◆ What you are asked to do: According to the biographical passage on Wayne Norviel Aspinall, which House committee did he chair from 1959 to 1973?

◆ Document passage:
- - - -

Wayne Norviel Aspinall
|Member of the U.S. House of Representatives|
from Colorado's 4th district
January 3, 1949 - January 3, 1973
|Robert F. Rockwell|
|James P. Johnson|
Wayne Norviel Aspinall
April 3, 1896
Middleburg, Logan County, Ohio, U.S.
|Died||October 9, 1983 (aged 87)|
Palisade, Colorado, U.S.
|Alma mater||University of Denver|
Wayne Norviel Aspinall (April 3, 1896 – October 9, 1983) was an American lawyer and politician from Colorado. He is largely known for his tenure in the United States House of Representatives, serving as a Democrat from 1949–1973 from Colorado's Fourth District. Aspinall became known for his direction of the House Interior and Insular Affairs Committee, of which he was the chairman from 1959–1973. Aspinall focused the majority of his efforts on western land and water issues.
His actions supporting resource development often drew the ire of the increasingly powerful environmental lobby in the 1960s. David Brower, a prominent executive director of the Sierra Club, said that the environmental movement had seen "dream after dream dashed on the stony continents of Wayne Aspinall." The congressman returned the animosity, calling environmentalists "over-indulged zealots" and "aristocrats" to whom "balance means nothing." This battle shaped Aspinall's congressional career.

- - - -

◆ Records shown:
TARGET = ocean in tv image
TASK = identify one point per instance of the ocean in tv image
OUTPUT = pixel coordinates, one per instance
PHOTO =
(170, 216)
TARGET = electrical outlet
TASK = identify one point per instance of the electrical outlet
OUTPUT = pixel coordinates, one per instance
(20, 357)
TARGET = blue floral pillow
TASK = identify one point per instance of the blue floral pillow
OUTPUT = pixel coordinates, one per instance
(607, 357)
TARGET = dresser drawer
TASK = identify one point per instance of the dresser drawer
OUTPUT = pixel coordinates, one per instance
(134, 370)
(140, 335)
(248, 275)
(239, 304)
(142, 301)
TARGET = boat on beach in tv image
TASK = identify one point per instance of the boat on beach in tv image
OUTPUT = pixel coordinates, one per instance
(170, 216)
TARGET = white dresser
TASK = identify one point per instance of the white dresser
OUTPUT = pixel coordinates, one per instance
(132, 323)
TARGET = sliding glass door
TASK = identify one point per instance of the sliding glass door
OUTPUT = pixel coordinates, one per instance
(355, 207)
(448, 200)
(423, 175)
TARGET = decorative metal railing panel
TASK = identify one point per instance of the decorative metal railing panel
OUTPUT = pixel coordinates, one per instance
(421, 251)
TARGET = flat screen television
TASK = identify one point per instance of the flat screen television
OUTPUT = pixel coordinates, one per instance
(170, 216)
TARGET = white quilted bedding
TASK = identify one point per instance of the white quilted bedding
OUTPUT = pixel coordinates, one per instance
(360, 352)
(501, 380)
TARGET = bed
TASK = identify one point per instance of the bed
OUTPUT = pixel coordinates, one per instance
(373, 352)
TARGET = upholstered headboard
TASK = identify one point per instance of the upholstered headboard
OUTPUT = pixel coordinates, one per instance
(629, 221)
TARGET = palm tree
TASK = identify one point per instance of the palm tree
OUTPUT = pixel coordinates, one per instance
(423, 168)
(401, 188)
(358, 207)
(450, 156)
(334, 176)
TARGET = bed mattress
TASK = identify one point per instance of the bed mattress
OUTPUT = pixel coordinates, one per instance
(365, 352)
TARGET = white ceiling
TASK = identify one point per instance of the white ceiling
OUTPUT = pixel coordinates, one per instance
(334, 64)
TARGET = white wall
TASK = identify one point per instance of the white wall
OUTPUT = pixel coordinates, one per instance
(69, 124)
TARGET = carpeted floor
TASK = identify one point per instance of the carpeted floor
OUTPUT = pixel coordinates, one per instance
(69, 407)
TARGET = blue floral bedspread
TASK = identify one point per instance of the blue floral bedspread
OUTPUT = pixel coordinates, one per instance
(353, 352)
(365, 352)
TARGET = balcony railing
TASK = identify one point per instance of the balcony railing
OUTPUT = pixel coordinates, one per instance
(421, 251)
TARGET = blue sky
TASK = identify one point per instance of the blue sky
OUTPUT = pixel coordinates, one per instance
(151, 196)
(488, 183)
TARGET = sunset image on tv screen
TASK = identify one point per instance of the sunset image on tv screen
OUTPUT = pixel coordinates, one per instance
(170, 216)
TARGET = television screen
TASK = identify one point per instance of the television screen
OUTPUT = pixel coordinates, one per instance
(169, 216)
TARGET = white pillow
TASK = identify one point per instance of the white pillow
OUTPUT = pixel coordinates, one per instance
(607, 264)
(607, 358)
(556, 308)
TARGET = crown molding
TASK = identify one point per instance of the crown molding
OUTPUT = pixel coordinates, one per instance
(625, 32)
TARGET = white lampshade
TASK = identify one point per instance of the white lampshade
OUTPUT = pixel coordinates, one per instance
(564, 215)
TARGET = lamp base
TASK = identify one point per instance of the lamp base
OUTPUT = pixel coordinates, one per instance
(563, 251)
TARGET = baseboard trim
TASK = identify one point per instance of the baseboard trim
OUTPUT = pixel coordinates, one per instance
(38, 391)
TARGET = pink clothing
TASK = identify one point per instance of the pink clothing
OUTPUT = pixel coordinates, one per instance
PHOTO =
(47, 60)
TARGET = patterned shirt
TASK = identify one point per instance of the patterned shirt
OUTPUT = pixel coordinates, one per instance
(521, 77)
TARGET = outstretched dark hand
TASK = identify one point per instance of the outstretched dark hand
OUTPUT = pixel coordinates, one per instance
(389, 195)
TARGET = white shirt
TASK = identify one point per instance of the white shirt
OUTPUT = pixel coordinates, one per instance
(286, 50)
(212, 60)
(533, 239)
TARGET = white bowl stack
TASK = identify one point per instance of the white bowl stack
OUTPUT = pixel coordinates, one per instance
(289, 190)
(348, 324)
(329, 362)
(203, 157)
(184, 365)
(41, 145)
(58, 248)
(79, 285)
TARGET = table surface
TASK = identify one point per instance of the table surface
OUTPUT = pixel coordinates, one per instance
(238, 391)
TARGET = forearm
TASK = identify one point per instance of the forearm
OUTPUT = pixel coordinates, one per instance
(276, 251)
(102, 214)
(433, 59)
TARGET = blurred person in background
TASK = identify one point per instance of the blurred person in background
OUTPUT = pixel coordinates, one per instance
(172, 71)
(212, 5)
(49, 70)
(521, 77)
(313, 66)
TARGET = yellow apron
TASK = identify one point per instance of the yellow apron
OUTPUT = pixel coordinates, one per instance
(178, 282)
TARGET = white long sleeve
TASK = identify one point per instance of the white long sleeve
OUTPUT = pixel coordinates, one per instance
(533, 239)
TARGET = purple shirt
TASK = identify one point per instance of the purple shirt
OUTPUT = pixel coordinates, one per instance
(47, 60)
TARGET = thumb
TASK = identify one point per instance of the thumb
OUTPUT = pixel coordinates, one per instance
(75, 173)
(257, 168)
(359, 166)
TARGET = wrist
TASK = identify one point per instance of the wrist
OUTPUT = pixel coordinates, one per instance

- - - -

◆ Answer below: The House Interior and Insular Affairs Committee.